## START RECORDS PROVIDED

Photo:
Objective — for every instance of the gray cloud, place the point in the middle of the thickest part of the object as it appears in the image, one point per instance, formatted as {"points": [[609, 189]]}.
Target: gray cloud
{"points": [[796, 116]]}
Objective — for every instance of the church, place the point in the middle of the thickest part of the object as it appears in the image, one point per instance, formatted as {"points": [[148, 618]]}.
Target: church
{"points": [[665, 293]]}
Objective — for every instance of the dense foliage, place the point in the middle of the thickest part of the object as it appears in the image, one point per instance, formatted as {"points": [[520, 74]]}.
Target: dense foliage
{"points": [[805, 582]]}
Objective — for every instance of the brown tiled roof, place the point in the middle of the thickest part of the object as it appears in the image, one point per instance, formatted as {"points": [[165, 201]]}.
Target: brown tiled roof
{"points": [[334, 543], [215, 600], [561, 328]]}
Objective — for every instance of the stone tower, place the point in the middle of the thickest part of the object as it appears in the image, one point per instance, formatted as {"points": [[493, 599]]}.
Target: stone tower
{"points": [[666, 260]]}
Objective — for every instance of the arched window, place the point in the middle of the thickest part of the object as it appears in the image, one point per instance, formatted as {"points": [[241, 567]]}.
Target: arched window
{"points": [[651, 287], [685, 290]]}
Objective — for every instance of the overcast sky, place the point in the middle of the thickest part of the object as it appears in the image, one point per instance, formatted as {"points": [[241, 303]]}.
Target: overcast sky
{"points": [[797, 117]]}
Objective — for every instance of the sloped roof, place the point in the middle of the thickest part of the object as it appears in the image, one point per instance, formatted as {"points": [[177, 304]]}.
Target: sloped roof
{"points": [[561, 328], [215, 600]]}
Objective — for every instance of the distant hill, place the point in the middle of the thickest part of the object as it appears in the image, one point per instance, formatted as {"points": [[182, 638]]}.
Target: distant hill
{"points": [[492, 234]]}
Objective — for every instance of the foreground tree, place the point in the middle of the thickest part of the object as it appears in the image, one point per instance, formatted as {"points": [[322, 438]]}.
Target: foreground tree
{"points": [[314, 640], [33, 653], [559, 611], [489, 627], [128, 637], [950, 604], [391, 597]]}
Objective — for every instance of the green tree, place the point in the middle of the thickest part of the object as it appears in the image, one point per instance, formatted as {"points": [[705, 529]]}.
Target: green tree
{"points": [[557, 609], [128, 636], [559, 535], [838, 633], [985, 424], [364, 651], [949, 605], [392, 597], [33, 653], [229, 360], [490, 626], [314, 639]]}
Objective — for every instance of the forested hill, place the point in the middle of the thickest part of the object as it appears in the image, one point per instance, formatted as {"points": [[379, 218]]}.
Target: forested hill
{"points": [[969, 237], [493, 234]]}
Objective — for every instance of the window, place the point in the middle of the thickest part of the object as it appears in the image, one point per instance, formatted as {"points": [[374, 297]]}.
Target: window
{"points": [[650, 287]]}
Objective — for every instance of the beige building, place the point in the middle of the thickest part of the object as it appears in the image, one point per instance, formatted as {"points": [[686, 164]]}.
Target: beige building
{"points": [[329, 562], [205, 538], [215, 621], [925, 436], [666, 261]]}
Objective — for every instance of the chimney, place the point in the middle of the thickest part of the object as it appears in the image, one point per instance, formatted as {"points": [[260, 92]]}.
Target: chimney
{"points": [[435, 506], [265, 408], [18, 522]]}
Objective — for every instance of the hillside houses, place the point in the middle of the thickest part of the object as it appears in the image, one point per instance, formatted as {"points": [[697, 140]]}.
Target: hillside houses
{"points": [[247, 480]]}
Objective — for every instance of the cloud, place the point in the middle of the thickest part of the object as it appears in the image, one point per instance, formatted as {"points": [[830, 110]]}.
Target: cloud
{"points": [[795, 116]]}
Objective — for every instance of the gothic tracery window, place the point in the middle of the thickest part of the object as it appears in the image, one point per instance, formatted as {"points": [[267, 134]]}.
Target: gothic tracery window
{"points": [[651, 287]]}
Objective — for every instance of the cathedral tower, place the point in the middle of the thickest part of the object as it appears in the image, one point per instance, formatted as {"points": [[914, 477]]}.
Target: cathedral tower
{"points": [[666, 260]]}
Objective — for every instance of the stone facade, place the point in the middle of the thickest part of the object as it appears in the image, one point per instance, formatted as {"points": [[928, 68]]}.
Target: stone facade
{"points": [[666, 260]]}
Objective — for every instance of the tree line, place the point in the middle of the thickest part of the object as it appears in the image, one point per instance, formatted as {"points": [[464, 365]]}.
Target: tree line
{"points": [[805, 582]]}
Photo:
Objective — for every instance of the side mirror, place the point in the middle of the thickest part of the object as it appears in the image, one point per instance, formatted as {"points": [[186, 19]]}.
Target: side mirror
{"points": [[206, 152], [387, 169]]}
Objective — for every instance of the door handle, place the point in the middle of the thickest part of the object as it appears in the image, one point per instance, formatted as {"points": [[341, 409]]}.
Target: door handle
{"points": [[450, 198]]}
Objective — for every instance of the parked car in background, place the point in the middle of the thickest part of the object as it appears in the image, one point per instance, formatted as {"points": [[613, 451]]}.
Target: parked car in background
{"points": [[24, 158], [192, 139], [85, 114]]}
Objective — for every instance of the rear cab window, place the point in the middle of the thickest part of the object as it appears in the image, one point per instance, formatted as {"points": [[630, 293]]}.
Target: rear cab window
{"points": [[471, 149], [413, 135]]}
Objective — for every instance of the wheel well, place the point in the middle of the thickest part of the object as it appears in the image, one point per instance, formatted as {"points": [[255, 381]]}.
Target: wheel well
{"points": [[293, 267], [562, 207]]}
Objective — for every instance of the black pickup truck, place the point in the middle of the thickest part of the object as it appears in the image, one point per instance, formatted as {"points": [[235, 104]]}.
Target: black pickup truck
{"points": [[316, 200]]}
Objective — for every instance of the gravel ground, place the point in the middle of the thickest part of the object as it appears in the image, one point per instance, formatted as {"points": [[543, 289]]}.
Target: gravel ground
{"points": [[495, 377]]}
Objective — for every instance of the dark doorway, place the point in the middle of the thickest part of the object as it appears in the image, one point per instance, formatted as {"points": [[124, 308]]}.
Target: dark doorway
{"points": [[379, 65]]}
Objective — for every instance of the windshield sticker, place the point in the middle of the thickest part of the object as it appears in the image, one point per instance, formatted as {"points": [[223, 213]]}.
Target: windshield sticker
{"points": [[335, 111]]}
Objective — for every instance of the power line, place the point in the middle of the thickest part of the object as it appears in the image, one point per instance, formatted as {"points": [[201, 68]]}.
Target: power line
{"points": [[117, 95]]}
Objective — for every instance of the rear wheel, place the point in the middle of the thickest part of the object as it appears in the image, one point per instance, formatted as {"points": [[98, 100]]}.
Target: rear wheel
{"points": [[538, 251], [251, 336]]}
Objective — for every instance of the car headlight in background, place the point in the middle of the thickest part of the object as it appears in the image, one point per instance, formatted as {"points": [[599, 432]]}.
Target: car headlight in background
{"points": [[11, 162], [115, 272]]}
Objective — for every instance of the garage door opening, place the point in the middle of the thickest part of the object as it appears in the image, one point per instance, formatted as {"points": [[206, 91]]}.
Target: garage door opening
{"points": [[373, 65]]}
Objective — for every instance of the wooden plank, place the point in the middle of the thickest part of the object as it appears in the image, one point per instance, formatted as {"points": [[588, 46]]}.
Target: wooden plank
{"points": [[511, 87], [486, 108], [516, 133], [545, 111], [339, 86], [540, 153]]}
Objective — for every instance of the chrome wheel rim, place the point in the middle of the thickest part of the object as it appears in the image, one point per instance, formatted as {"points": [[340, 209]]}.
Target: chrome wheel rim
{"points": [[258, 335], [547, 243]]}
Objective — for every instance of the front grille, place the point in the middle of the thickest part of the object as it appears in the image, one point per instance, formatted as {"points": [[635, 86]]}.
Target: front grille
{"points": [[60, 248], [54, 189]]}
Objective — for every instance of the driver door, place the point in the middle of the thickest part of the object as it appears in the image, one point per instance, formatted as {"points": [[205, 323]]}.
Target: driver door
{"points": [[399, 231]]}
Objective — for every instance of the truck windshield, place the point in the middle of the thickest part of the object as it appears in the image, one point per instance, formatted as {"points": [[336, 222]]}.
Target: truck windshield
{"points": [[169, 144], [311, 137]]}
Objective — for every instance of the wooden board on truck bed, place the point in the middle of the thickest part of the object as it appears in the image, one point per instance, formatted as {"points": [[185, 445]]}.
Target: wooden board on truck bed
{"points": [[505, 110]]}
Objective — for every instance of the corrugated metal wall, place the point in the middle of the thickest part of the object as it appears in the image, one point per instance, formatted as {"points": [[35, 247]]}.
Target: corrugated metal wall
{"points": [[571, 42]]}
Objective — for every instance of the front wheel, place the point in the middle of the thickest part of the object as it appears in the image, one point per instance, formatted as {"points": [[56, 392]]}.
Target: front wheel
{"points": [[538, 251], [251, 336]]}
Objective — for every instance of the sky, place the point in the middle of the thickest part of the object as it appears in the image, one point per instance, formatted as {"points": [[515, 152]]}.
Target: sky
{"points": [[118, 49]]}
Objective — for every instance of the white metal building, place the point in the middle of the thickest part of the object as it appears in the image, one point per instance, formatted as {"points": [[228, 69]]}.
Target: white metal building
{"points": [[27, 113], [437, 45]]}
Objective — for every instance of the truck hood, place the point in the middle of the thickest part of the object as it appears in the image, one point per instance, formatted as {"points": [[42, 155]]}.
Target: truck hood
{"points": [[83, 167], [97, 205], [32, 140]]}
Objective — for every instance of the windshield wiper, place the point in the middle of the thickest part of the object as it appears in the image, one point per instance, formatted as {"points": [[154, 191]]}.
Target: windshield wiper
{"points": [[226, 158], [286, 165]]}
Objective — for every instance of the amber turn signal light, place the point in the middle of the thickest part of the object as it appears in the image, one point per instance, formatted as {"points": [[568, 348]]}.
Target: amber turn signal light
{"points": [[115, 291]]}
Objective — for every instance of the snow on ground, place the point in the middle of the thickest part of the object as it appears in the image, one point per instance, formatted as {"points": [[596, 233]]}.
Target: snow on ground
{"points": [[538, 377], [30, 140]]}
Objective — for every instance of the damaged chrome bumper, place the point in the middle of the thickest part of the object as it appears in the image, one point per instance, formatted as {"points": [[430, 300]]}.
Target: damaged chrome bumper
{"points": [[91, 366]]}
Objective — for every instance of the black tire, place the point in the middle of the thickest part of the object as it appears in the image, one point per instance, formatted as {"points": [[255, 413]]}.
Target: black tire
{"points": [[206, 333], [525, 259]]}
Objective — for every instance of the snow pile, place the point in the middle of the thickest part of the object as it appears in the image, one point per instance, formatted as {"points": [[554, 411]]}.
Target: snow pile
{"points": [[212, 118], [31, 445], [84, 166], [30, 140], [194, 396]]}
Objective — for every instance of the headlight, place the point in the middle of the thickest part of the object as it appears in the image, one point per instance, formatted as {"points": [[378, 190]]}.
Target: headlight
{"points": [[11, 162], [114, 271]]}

## END RECORDS PROVIDED

* **WORK TO COMPLETE**:
Return precisely the lines of the records, starting with the line that holds "Objective — for every instance of the windshield wiper, place" and ending with the last one.

* **COMPLETED EXERCISE**:
Objective — for every instance of the windshield wiper, place the point in the middle of the thickest part of the object as it appears in the image, one point per instance, formatted as {"points": [[154, 191]]}.
Target: windshield wiper
{"points": [[226, 158], [286, 165]]}
Objective — for every instance of the amber turn signal light, place the point in the middle of the thickest part of the object as it appears in the image, one point per instance, formatted as {"points": [[568, 348]]}.
Target: amber turn signal light
{"points": [[115, 291]]}
Objective — for every instance of the snow on ground, place the point in the middle of the thickest part of the object as it appears in the image, one point per instance, formatted as {"points": [[596, 233]]}.
Target: snow on ground
{"points": [[538, 377], [30, 140]]}
Objective — for every instance of the damaged chrome bumper, place the point in the middle of the thickest part of the object as it appears in the image, one point per instance, formatted as {"points": [[430, 300]]}.
Target: damaged chrome bumper
{"points": [[91, 366]]}
Objective — for every instance of the black tire, place the point in the middle of the thickest part of the object as it appears in the image, one point per instance, formatted as {"points": [[255, 413]]}.
Target: black tire
{"points": [[206, 333], [525, 259]]}
Objective — for every instance of the snow pile, place the point in the middle of the thickest part of the object as it appears in the image, one point per instance, formatted as {"points": [[554, 411]]}.
Target: snow pile
{"points": [[212, 118], [31, 445], [84, 166], [30, 140], [194, 396]]}
Objective — for every instance of the headlight, place the point in the middle of the thickest part of the object as it appears in the image, one point per instance, formatted as {"points": [[378, 190]]}.
Target: headlight
{"points": [[11, 162], [114, 271]]}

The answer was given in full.